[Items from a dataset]
#####

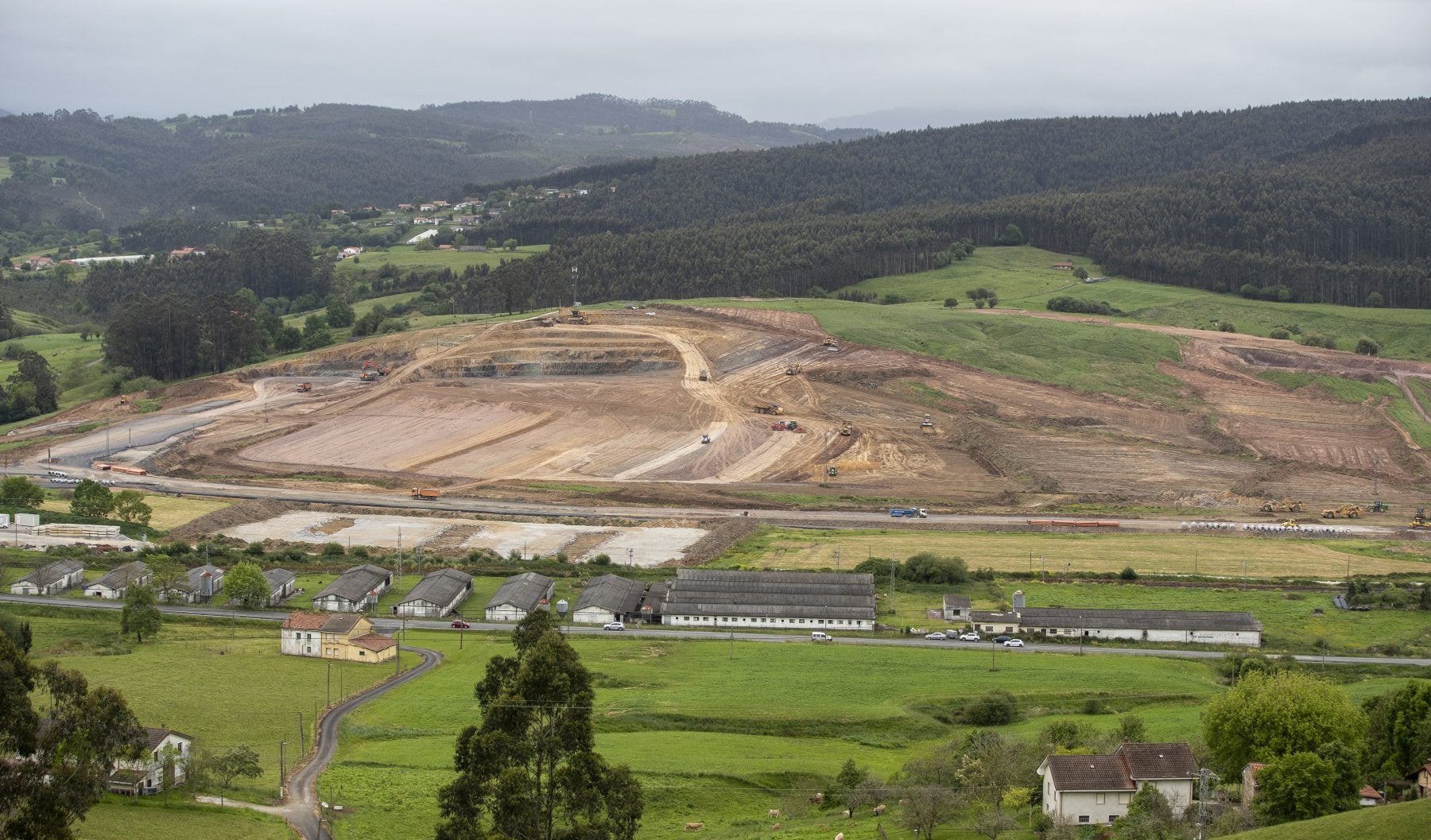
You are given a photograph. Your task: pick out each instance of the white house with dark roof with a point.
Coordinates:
(436, 594)
(518, 595)
(1096, 789)
(355, 590)
(608, 598)
(763, 600)
(114, 586)
(281, 584)
(50, 579)
(146, 775)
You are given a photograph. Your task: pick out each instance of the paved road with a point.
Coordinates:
(393, 624)
(302, 807)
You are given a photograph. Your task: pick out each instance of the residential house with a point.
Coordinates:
(355, 590)
(200, 584)
(114, 586)
(281, 586)
(719, 598)
(50, 579)
(518, 595)
(148, 775)
(1096, 789)
(608, 598)
(958, 609)
(436, 594)
(345, 637)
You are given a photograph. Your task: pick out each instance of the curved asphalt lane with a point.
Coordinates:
(302, 807)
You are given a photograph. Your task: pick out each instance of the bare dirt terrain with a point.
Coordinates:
(617, 409)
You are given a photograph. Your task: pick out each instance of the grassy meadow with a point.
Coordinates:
(720, 733)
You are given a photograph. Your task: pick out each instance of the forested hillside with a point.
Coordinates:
(1327, 200)
(80, 171)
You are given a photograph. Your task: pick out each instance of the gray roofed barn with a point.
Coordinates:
(739, 598)
(518, 595)
(608, 598)
(50, 579)
(355, 590)
(436, 594)
(114, 583)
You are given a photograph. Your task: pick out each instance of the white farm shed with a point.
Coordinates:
(608, 598)
(436, 594)
(518, 595)
(763, 600)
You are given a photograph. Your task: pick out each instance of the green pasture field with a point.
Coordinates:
(1091, 358)
(1166, 554)
(1393, 822)
(122, 816)
(222, 683)
(408, 258)
(720, 733)
(1023, 280)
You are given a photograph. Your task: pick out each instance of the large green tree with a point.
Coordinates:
(52, 776)
(1268, 716)
(246, 586)
(529, 770)
(141, 614)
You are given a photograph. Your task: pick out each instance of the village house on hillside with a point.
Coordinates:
(347, 637)
(200, 584)
(608, 598)
(436, 594)
(146, 776)
(1096, 789)
(50, 580)
(518, 595)
(785, 600)
(114, 586)
(355, 590)
(281, 586)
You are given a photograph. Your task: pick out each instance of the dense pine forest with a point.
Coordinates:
(1328, 200)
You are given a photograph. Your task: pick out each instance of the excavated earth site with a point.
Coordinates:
(622, 404)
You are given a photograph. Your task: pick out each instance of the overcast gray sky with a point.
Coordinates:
(789, 60)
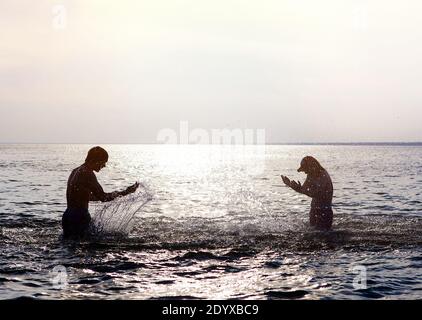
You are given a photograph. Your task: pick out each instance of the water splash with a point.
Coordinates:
(116, 217)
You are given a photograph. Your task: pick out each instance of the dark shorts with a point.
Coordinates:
(321, 218)
(75, 222)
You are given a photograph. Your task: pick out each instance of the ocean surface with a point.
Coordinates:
(213, 222)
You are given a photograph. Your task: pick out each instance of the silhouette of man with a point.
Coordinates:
(82, 187)
(319, 187)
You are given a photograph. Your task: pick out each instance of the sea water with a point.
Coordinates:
(213, 222)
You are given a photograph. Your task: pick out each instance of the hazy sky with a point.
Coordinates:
(119, 71)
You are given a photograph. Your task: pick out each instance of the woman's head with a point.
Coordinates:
(310, 165)
(96, 158)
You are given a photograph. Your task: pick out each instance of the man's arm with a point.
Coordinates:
(306, 188)
(97, 193)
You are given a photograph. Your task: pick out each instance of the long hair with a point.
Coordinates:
(96, 154)
(310, 164)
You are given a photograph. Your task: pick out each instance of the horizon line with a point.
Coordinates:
(386, 143)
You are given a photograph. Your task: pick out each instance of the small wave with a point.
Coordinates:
(297, 294)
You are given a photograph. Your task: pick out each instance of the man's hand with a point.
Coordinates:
(295, 185)
(132, 188)
(292, 184)
(286, 180)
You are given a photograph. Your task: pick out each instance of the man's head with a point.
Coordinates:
(96, 158)
(310, 165)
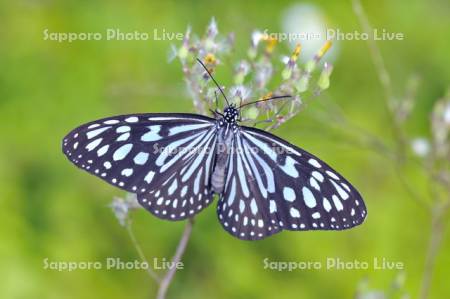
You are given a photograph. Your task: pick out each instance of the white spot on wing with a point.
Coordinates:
(152, 135)
(132, 119)
(127, 172)
(314, 163)
(318, 176)
(111, 122)
(288, 194)
(101, 151)
(294, 213)
(141, 158)
(272, 206)
(173, 187)
(326, 205)
(344, 195)
(93, 133)
(289, 168)
(123, 137)
(149, 177)
(93, 144)
(185, 128)
(253, 207)
(308, 197)
(337, 203)
(122, 151)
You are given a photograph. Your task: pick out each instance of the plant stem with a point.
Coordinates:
(438, 214)
(136, 245)
(167, 279)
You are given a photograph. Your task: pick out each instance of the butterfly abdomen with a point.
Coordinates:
(223, 146)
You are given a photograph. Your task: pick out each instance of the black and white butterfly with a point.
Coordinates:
(176, 162)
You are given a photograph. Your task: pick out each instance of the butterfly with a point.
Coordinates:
(176, 162)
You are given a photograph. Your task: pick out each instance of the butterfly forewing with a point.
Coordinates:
(165, 158)
(272, 185)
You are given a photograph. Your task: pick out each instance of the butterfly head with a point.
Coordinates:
(230, 114)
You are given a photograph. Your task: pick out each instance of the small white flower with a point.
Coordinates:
(420, 146)
(447, 114)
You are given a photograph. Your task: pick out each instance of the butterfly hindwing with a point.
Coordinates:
(272, 185)
(161, 157)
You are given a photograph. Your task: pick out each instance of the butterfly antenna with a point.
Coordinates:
(265, 100)
(214, 80)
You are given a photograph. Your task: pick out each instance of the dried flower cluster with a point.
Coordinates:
(250, 82)
(252, 76)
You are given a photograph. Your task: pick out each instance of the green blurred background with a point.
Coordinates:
(52, 210)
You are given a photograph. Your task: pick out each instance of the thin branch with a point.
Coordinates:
(136, 245)
(383, 76)
(167, 279)
(434, 244)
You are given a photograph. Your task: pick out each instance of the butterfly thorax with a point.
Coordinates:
(226, 129)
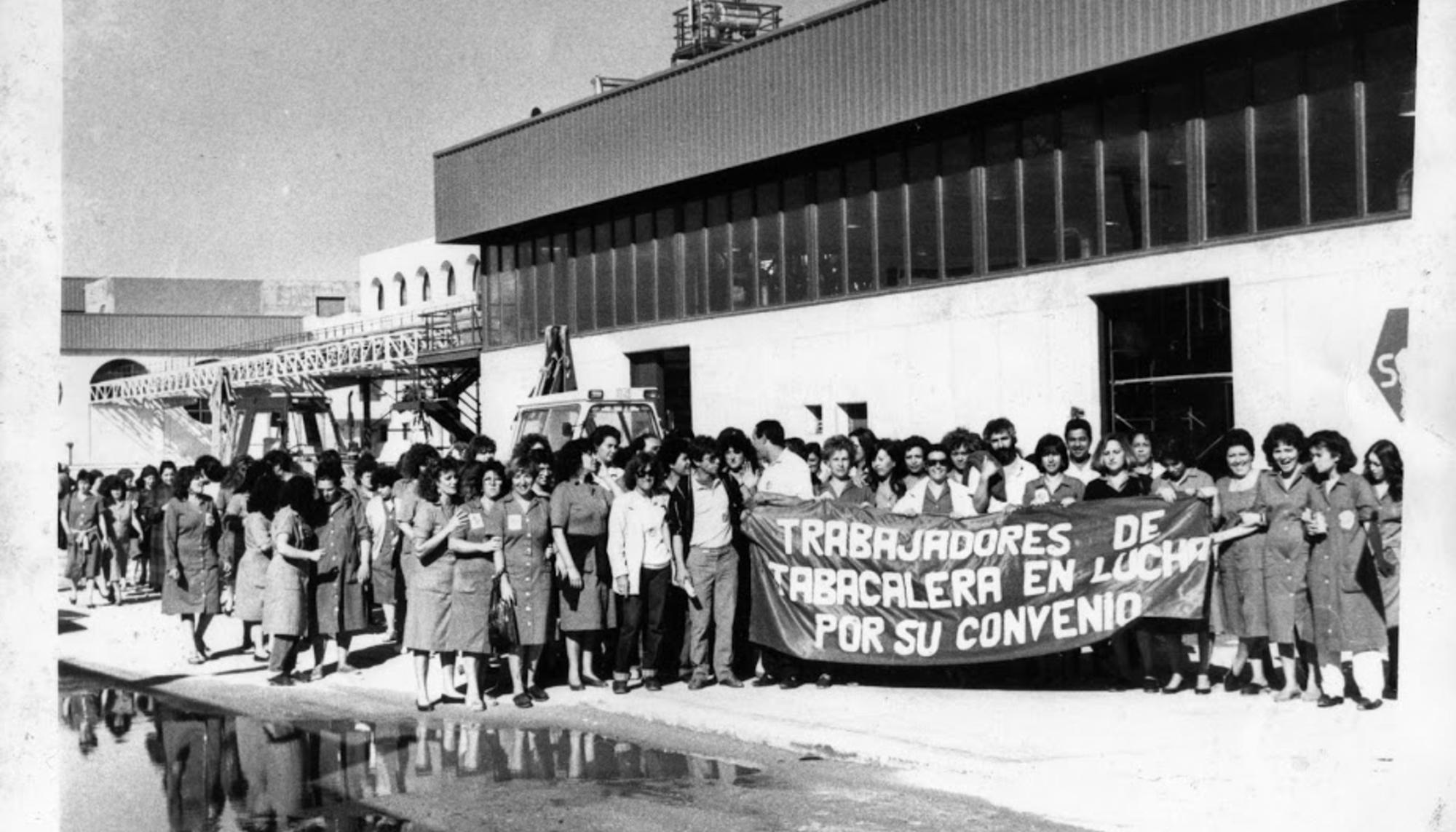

#####

[Exercise directions] Images are to be excluded, and each record above written out word for word.

[Response]
You are given a photograph. Your task: pick out each instance of the white house with dark roof with a point.
Coordinates:
(436, 594)
(518, 595)
(1096, 789)
(355, 590)
(608, 598)
(763, 600)
(114, 586)
(281, 584)
(50, 579)
(146, 775)
You are given a photograph. Your task: pick out each instance of the paved road with a point.
Coordinates:
(393, 624)
(302, 807)
You are given a photograph. Your task: pick out each instance of the residential house with a point.
Coordinates:
(355, 590)
(200, 584)
(114, 586)
(281, 586)
(719, 598)
(50, 579)
(518, 595)
(148, 775)
(1096, 789)
(608, 598)
(958, 609)
(436, 594)
(345, 637)
You are given a photograph. Your task: pick out each instance of the curved asphalt lane with a point.
Coordinates:
(302, 807)
You are given a photograph. Your task: pick out each instance of the bare dirt terrain with a point.
Coordinates:
(617, 409)
You are given a photograph. Your task: pick out each instance of the grassy meadow with a point.
Coordinates:
(720, 733)
You are given a photograph. Your task: pick out each instance of the forested hillside with a point.
Coordinates:
(1327, 200)
(80, 171)
You are given a photograph. Your task: pick out each instance of the gray roofed barn with a point.
Coordinates:
(739, 598)
(518, 595)
(608, 598)
(50, 579)
(355, 590)
(436, 594)
(114, 583)
You are given a photograph. Your task: pick out each instance of the white farm shed with a point.
Coordinates:
(608, 598)
(436, 594)
(518, 595)
(763, 600)
You are given a photograph. Your task: pick out each instance of the green pasture field with a point.
Coordinates:
(1091, 358)
(1166, 554)
(1393, 822)
(122, 816)
(222, 683)
(408, 258)
(720, 733)
(1023, 280)
You are given a photograph. Your task: pick out each instance of the large green tree with a point.
Coordinates:
(52, 776)
(1268, 716)
(246, 586)
(529, 770)
(141, 614)
You are given a photograph. Your task: pick out each instance of the village house on hillside with a point.
Coordinates:
(347, 637)
(200, 584)
(608, 598)
(436, 594)
(146, 776)
(1096, 789)
(50, 580)
(518, 595)
(785, 600)
(114, 586)
(355, 590)
(281, 586)
You are given a photograph. Your task: pick out each instance of the dense pine forest with a point.
Coordinates:
(1328, 200)
You are given a photograph. Your task: pick out each instance of the excavated earth site with a point.
Coordinates:
(622, 404)
You are given a photograph. Your task: pick out each instance of the overcast gray sky with a point.
Coordinates:
(789, 60)
You are given a photograph. Your task: pick out each instance of the water splash with a point.
Coordinates:
(116, 217)
You are given a photograph. Your task: pick out each instance of the dark shorts with a point.
Coordinates:
(321, 218)
(75, 222)
You are given a photograph. Your task: pick out each instance of the ocean surface with a point.
Coordinates:
(213, 222)
You are given a photograph. Your task: pick out each instance of the silhouette of man with a point.
Coordinates:
(82, 187)
(319, 187)
You are given a photograph. Your task: pick out each instance of the sea water with a point.
Coordinates:
(213, 222)
You are given a photograph. Your task: pick out each instance of the hazy sky with a point.
Coordinates:
(119, 71)
You are given a photograph. Your task: pick out each instance of the woman's head with a point.
Coordinates:
(310, 165)
(96, 158)
You are given a photograph. Your task: pick out each instance of the man's arm with a point.
Coordinates:
(306, 188)
(97, 193)
You are given a photograph. Your task: pick out each instance of the long hair with a point.
Coordinates:
(96, 154)
(310, 164)
You are given a photograph. Your task: pick out each instance of the horizon line with a point.
Coordinates:
(386, 143)
You are given a photograph. Your task: pick out each instance of the small wave with a point.
Coordinates:
(297, 294)
You are given a photograph. Your task: pick out each instance of the man's hand with a point.
Coordinates:
(295, 185)
(132, 188)
(292, 184)
(286, 180)
You are given a photograph. Your task: pick out each instance of the man's head with a point.
Coordinates:
(96, 158)
(310, 165)
You are given a photograph. Your task: pick out each instance of the white spot on wing with a point.
Coordinates:
(152, 135)
(132, 119)
(127, 172)
(314, 163)
(318, 176)
(111, 122)
(288, 194)
(101, 151)
(294, 213)
(141, 158)
(272, 206)
(173, 187)
(326, 205)
(344, 195)
(93, 133)
(289, 168)
(123, 137)
(149, 177)
(93, 144)
(185, 128)
(253, 207)
(308, 197)
(337, 203)
(122, 151)
You are given a photograph. Your task: pick out each instance of the plant stem with a point.
Coordinates:
(438, 214)
(136, 245)
(167, 279)
You are given a photograph. Your task: pick out each instance of the butterfly abdomen with a point.
Coordinates:
(223, 146)
You are given a photograph. Your task: pick out each instance of the black and white butterfly with a point.
Coordinates:
(176, 162)
You are given a photograph. Your task: pick out each instance of the butterfly with a point.
Coordinates:
(176, 162)
You are given a photograph. Your task: pick out each instance of the butterfly forewing with a point.
Coordinates:
(165, 158)
(272, 185)
You are given a photograph. Your task: pick out each instance of the butterfly head with a point.
Coordinates:
(230, 114)
You are given a photograph. Your task: pick out each instance of the small white flower with a point.
Coordinates:
(420, 146)
(447, 114)
You are given a photograph. Your task: pick out each instance of the butterfly hindwing with a point.
Coordinates:
(272, 185)
(161, 157)
You are given a photograph. Your task: pick out each instance of the butterfly antenna with a point.
Coordinates:
(265, 100)
(214, 80)
You are given a photograph. Your task: pick out each instance of the dried flower cluster with a point.
Coordinates:
(250, 82)
(252, 76)
You are given a photograph. Your task: pick out each instance of the green blurred background with a point.
Coordinates:
(52, 210)
You are given a photograph. Your task: pick out each instance of the thin branch with a point.
Coordinates:
(136, 245)
(383, 76)
(167, 279)
(434, 244)
You are given a photograph. Your task: pick out each instance of the butterfly thorax with a point.
Coordinates:
(226, 129)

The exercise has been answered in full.